Reproduce the lines of the material from the one containing "[point] at the green leaf" through the one containing "(1015, 169)", both included. Leave the pictures out.

Rows from a pointing dataset
-=-=-

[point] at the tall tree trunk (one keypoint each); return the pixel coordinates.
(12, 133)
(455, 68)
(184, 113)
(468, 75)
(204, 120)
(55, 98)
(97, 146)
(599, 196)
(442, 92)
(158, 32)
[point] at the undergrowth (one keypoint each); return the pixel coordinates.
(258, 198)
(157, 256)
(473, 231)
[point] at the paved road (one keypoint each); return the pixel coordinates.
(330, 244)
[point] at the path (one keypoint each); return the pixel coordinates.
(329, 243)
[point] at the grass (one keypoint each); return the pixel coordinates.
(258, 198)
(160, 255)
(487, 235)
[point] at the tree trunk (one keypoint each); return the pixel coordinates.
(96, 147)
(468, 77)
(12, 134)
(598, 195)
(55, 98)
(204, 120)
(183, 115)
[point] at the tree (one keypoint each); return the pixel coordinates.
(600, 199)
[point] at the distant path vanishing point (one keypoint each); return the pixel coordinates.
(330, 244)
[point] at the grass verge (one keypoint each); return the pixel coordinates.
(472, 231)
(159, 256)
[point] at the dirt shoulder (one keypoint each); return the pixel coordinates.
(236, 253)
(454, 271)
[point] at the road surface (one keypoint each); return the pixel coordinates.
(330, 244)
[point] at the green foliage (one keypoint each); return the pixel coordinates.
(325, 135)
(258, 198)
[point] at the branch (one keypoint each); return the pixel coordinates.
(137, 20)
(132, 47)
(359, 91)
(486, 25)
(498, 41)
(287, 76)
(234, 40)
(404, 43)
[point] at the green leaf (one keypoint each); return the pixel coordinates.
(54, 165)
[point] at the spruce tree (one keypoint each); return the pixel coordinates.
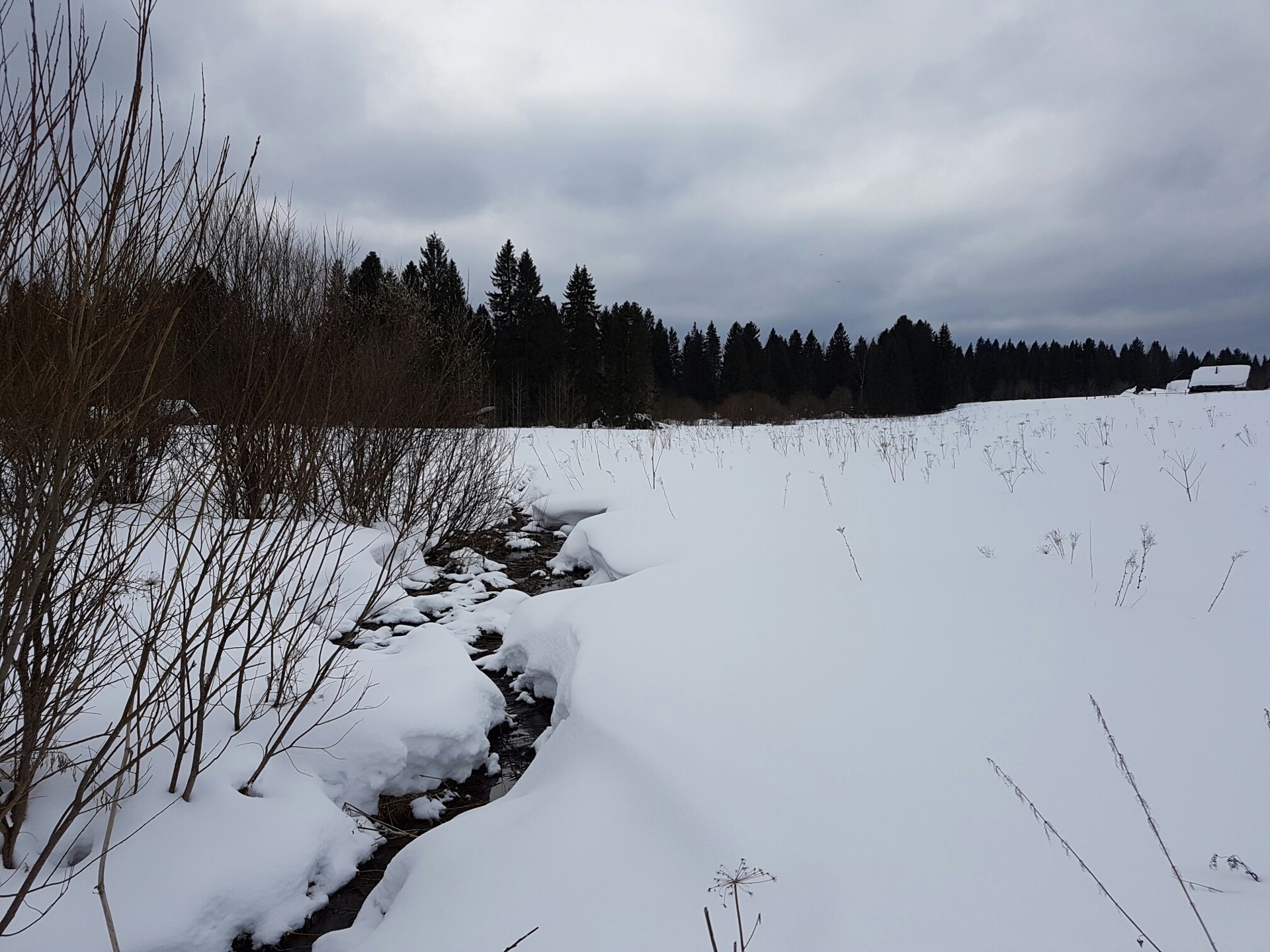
(714, 361)
(581, 317)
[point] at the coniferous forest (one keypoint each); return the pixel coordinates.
(579, 361)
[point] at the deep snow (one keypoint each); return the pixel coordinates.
(727, 687)
(736, 691)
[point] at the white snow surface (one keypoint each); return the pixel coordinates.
(736, 691)
(192, 876)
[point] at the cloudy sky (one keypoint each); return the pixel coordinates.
(1061, 169)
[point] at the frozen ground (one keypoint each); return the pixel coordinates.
(736, 690)
(799, 647)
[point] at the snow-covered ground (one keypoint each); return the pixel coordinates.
(734, 690)
(799, 645)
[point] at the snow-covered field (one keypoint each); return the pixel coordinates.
(800, 645)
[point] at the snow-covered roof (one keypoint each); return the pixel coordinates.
(1228, 375)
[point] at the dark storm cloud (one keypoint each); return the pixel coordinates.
(1031, 169)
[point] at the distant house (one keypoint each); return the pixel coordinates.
(1228, 376)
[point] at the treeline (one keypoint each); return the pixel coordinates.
(581, 362)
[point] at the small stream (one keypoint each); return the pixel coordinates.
(512, 740)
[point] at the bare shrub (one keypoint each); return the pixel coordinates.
(99, 216)
(753, 408)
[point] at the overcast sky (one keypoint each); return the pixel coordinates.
(1015, 169)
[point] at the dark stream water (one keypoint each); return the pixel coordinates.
(512, 742)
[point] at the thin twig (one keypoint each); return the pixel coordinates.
(523, 938)
(1067, 848)
(1151, 820)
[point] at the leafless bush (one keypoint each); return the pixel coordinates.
(1100, 470)
(99, 216)
(1235, 557)
(1181, 470)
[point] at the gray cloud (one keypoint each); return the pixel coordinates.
(1016, 169)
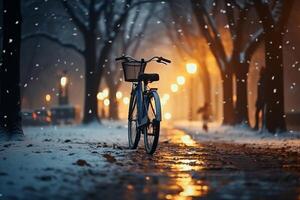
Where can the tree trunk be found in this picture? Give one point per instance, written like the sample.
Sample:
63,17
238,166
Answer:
10,103
228,113
241,106
90,113
275,120
205,78
113,106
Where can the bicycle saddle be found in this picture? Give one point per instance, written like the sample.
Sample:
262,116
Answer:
148,77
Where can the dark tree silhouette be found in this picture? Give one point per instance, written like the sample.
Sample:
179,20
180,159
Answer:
237,62
274,25
10,103
128,42
189,43
98,22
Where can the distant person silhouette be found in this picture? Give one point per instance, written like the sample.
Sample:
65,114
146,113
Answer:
205,115
260,100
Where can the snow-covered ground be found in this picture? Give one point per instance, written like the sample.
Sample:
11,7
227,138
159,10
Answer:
240,134
59,160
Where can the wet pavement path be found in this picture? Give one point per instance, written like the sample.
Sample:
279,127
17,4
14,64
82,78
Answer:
185,169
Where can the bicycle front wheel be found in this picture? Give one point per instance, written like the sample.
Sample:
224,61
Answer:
152,129
133,132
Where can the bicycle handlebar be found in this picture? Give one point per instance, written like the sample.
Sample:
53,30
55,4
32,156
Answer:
158,59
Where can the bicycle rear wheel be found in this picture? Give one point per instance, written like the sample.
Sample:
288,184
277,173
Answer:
133,132
152,129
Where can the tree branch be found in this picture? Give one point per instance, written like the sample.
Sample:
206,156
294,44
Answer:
53,39
81,26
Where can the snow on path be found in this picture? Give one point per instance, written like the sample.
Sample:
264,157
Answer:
241,135
58,160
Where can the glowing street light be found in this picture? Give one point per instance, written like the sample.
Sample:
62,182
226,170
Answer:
119,95
180,80
105,92
106,102
174,87
168,116
48,98
191,68
166,97
63,81
126,100
100,96
63,97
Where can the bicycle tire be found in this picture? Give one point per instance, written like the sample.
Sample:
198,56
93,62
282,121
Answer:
134,134
152,129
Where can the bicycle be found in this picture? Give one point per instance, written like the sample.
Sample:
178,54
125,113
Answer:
144,114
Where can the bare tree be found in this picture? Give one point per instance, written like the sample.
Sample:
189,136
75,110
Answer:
10,103
237,62
188,42
274,25
128,43
98,22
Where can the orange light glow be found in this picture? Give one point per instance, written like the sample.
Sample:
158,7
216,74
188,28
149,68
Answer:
63,81
180,80
191,68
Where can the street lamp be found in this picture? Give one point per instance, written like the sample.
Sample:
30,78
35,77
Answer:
174,87
63,98
180,80
191,69
126,100
63,81
119,95
105,92
48,98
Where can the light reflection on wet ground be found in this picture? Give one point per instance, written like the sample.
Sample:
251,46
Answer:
183,169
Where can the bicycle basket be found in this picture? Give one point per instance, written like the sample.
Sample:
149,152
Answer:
132,70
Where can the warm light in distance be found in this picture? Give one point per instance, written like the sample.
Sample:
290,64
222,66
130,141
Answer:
119,95
166,97
63,81
191,68
167,116
48,97
126,100
180,80
106,102
105,92
174,87
100,96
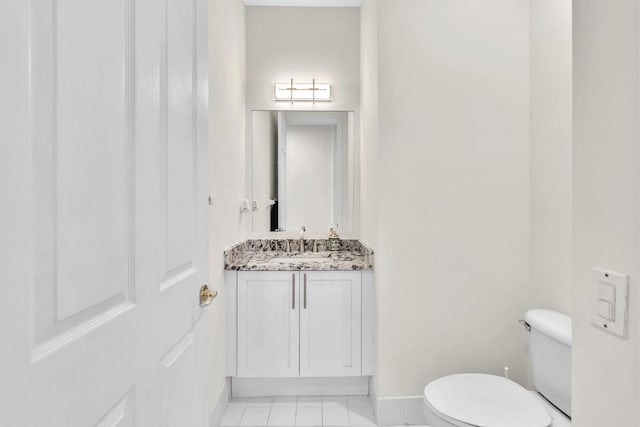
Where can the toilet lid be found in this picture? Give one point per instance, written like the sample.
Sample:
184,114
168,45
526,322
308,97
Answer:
485,401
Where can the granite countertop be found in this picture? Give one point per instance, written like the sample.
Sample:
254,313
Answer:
285,255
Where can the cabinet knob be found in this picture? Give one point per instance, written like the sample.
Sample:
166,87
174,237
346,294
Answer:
207,296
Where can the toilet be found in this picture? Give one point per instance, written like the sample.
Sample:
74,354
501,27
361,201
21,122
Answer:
472,400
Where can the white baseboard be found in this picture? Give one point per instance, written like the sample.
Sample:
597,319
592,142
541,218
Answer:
259,387
220,406
394,411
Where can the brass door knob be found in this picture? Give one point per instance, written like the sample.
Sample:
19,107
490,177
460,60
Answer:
206,296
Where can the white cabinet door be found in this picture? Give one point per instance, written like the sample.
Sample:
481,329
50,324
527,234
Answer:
103,218
268,323
330,323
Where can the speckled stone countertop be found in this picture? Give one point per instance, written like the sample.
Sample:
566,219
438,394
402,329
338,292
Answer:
285,255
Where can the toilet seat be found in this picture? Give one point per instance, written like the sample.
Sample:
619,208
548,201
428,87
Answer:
485,401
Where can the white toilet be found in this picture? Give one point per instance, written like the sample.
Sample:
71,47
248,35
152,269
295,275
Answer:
472,400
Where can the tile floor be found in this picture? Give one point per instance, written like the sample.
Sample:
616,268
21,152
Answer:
299,411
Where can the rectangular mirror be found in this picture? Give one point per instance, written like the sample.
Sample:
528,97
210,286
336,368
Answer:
302,171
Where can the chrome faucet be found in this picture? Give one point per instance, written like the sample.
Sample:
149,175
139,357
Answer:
303,229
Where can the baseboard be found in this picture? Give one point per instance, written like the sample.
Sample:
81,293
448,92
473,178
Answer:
220,406
394,411
259,387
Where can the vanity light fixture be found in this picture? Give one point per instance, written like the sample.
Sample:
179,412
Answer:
303,91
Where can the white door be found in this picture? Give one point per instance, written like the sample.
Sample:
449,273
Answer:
330,323
103,212
268,323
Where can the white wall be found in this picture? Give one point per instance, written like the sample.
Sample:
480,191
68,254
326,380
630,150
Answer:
452,264
550,164
226,166
606,169
303,43
369,122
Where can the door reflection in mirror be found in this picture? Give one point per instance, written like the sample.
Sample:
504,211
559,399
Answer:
301,170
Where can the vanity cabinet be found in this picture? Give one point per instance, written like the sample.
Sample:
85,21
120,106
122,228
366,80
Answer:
299,324
330,323
268,324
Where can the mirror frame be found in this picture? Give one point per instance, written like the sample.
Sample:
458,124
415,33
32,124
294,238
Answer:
354,176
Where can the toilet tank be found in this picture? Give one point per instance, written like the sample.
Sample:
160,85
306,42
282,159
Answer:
550,351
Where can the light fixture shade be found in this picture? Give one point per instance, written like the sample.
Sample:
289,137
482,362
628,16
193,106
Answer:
302,91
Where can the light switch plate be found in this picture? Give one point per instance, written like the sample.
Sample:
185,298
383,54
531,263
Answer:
602,280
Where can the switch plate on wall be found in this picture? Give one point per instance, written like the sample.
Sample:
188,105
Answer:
609,301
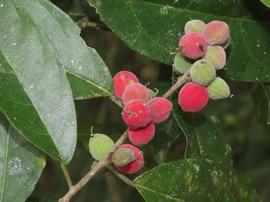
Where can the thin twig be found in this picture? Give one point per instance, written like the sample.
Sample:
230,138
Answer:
97,167
66,175
85,22
106,160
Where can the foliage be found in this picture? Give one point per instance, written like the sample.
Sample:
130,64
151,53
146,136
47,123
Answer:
49,77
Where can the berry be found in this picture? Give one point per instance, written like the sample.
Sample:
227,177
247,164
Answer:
217,56
121,80
136,114
141,136
193,45
218,89
192,97
135,91
122,157
160,109
181,64
100,146
202,72
217,32
134,166
194,26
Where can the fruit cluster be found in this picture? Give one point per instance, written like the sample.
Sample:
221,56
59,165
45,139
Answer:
141,111
201,52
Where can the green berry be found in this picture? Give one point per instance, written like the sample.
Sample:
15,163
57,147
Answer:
218,89
216,55
194,26
181,64
122,157
100,146
202,72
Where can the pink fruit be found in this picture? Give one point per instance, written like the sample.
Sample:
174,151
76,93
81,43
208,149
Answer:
134,166
136,114
192,97
135,91
217,32
160,109
193,45
141,136
121,80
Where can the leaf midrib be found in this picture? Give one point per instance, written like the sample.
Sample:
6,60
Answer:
5,165
159,193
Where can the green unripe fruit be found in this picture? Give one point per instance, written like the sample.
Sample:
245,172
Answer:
100,146
216,55
122,157
202,72
218,89
181,64
194,26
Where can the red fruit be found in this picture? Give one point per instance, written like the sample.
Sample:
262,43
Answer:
141,136
121,80
134,166
135,91
136,114
217,32
160,109
192,97
193,45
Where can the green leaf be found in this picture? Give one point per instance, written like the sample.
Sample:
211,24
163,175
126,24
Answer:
46,44
89,76
193,180
261,97
20,165
266,3
204,138
152,29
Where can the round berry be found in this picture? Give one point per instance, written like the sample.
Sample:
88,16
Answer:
141,136
194,26
193,45
216,55
136,114
160,109
123,156
192,97
181,64
135,91
134,166
217,32
121,80
100,146
202,72
218,89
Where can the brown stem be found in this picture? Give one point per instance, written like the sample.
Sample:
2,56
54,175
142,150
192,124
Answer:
106,160
66,175
97,167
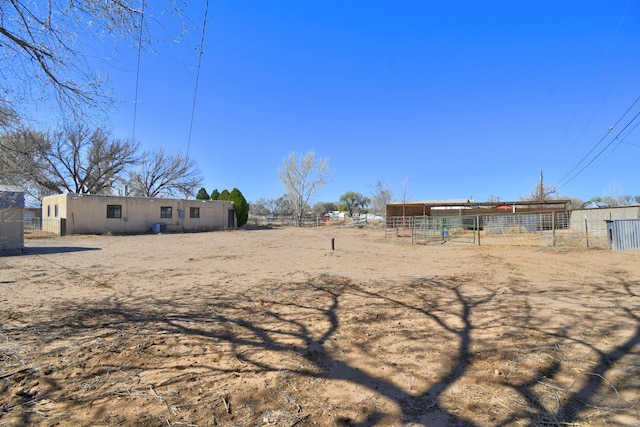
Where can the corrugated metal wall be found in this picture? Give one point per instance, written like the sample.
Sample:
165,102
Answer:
624,234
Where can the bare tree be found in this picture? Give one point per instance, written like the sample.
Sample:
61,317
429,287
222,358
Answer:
162,174
48,49
21,161
380,198
303,178
75,160
85,162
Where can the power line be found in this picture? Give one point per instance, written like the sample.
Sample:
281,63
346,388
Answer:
135,103
560,184
195,91
605,147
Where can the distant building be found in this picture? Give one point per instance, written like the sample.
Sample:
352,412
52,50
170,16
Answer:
11,219
98,214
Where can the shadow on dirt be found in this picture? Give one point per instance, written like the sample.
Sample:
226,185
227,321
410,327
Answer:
328,331
48,250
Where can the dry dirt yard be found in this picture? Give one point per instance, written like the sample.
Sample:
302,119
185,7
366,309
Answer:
271,327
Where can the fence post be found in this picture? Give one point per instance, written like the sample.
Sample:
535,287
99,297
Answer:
553,228
586,230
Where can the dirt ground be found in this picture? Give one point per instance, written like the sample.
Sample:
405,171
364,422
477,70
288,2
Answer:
271,327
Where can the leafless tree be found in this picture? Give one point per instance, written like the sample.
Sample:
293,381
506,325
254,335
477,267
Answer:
48,49
303,178
75,160
162,174
380,197
86,162
21,161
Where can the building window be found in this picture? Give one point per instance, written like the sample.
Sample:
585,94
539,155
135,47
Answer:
114,211
165,212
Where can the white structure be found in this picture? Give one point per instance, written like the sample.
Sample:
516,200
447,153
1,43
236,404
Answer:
97,214
11,220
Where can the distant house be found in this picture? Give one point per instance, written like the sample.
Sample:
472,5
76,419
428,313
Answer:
99,214
11,220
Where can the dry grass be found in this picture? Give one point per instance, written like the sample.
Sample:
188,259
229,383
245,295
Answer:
472,338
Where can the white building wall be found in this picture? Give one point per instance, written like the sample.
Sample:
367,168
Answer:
87,214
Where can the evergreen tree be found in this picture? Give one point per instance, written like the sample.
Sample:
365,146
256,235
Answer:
224,195
241,206
202,194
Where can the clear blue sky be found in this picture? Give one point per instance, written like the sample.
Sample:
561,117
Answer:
455,99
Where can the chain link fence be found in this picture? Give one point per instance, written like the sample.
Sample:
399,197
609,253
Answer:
524,229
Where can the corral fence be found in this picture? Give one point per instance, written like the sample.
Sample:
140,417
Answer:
525,229
445,228
313,221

-=-=-

#### [Completed exercise]
[point] at the green leaf (one keypoint each); return the pixel coordinates.
(54, 165)
[point] at the spruce tree (one keypoint each); return the pixel coordinates.
(714, 361)
(581, 317)
[point] at the coniferous forest (one keypoint each); return the pixel coordinates.
(579, 361)
[point] at the deep snow (one keypoint each); return the pixel coordinates.
(727, 687)
(736, 691)
[point] at the white snow surface (one keypoint each); return the pixel coordinates.
(736, 691)
(192, 876)
[point] at the cloudy sky (one keypoint each); return the pixel coordinates.
(1061, 169)
[point] at the frozen ground (one keypoint each); return the pixel coordinates.
(736, 690)
(799, 647)
[point] at the snow-covered ground (one keypoint each); return the pixel coordinates.
(734, 690)
(799, 645)
[point] at the snow-covered field (one keypoint each); return the pixel coordinates.
(800, 645)
[point] at the snow-covered roof (one keypoint each); return the pixel coordinates.
(1228, 375)
[point] at the dark storm cloud (one keypoint each); return the pixel coordinates.
(1031, 169)
[point] at the distant house (one keypoint each); return the pixel coordinates.
(1228, 376)
[point] at the treeline (one keypoint each); return the pixel coordinates.
(581, 362)
[point] at the small stream (one keypoint each); return the pixel coordinates.
(512, 740)
[point] at the bare shrub (one keypoint each); return the pixel coordinates.
(99, 216)
(753, 408)
[point] at the overcast sky (one keypoint each); return the pixel coordinates.
(1015, 169)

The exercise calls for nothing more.